(Beginning of DATA TO USE)
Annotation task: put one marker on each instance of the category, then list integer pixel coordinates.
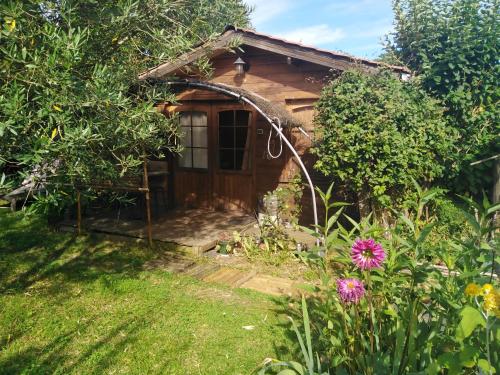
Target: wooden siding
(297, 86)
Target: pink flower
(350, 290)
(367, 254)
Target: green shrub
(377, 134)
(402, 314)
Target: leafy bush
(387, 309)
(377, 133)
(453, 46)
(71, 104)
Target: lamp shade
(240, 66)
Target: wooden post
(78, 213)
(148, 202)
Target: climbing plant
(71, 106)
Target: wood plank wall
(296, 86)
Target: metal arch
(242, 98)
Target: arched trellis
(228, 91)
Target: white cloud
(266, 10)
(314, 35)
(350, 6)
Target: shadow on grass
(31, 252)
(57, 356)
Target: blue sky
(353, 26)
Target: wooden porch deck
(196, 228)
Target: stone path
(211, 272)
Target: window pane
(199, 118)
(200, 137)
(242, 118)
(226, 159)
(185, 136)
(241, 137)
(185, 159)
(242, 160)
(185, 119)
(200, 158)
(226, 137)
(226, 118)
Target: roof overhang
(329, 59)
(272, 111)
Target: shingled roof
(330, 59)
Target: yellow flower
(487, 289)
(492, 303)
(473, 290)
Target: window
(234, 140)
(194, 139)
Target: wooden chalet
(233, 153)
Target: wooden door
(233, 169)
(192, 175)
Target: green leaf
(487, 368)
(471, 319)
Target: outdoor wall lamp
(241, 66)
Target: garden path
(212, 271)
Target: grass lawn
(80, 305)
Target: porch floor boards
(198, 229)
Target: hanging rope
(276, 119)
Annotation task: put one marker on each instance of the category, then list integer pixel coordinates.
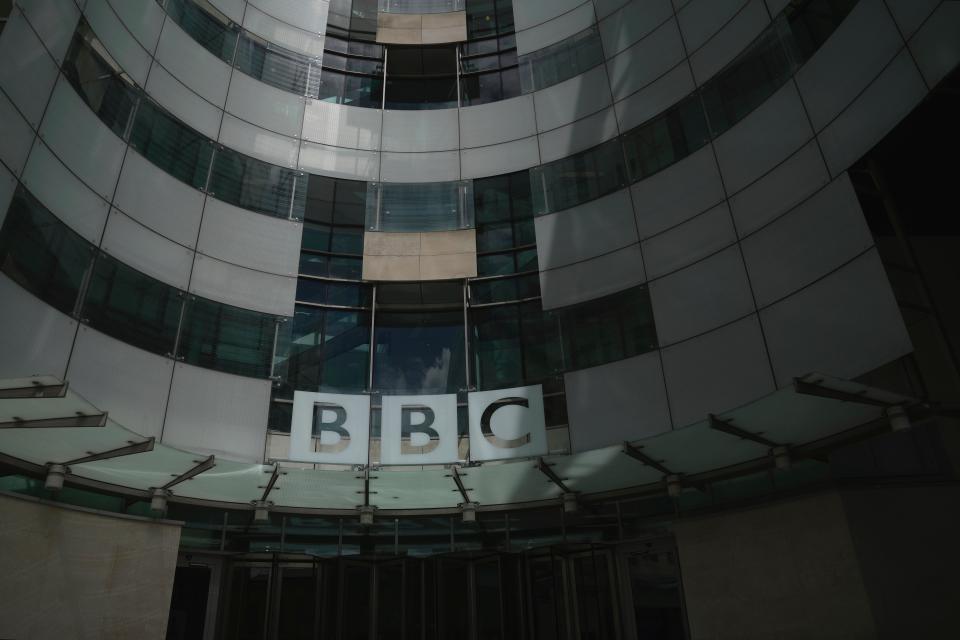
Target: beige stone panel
(End of DATA TO USE)
**PROBLEM DESCRIPTION**
A verbatim copy of every record above is required, with all pictures omitted.

**RESULT FOR THIS TASK**
Annotation task: put one marker on each instance of the category, then list integer pixel coordinates.
Target: wooden siding
(297, 86)
Target: pink flower
(350, 290)
(367, 254)
Target: green shrub
(377, 134)
(402, 314)
Target: leafy bush
(387, 309)
(377, 133)
(453, 46)
(71, 104)
Target: lamp shade
(240, 66)
Target: wooden post
(78, 213)
(148, 202)
Target: climbing plant
(71, 106)
Target: wood plank wall
(296, 86)
Target: metal arch
(242, 98)
Target: arched trellis
(228, 91)
Target: white cloud
(266, 10)
(314, 35)
(350, 6)
Target: shadow on grass
(31, 252)
(57, 356)
Target: blue sky
(353, 26)
Target: wooden porch deck
(196, 228)
Target: stone path
(211, 272)
Target: window pane
(199, 118)
(200, 137)
(242, 118)
(226, 159)
(185, 136)
(241, 137)
(185, 159)
(242, 160)
(185, 119)
(200, 158)
(226, 137)
(226, 118)
Target: roof overhang
(329, 59)
(272, 111)
Target: shingled roof
(330, 59)
Target: yellow flower
(487, 289)
(492, 303)
(473, 290)
Target: window
(234, 140)
(194, 139)
Target: wooden chalet
(233, 153)
Target: wooden door
(233, 169)
(192, 175)
Target: green leaf
(487, 368)
(471, 319)
Target: outdoor wall lamp
(241, 66)
Target: garden path
(212, 271)
Target: grass lawn
(80, 305)
Target: porch floor boards
(198, 229)
Target: hanging rope
(276, 119)
Annotation task: put one marker on each instance of the category, then list integer pixel coordinates.
Target: beige stone panel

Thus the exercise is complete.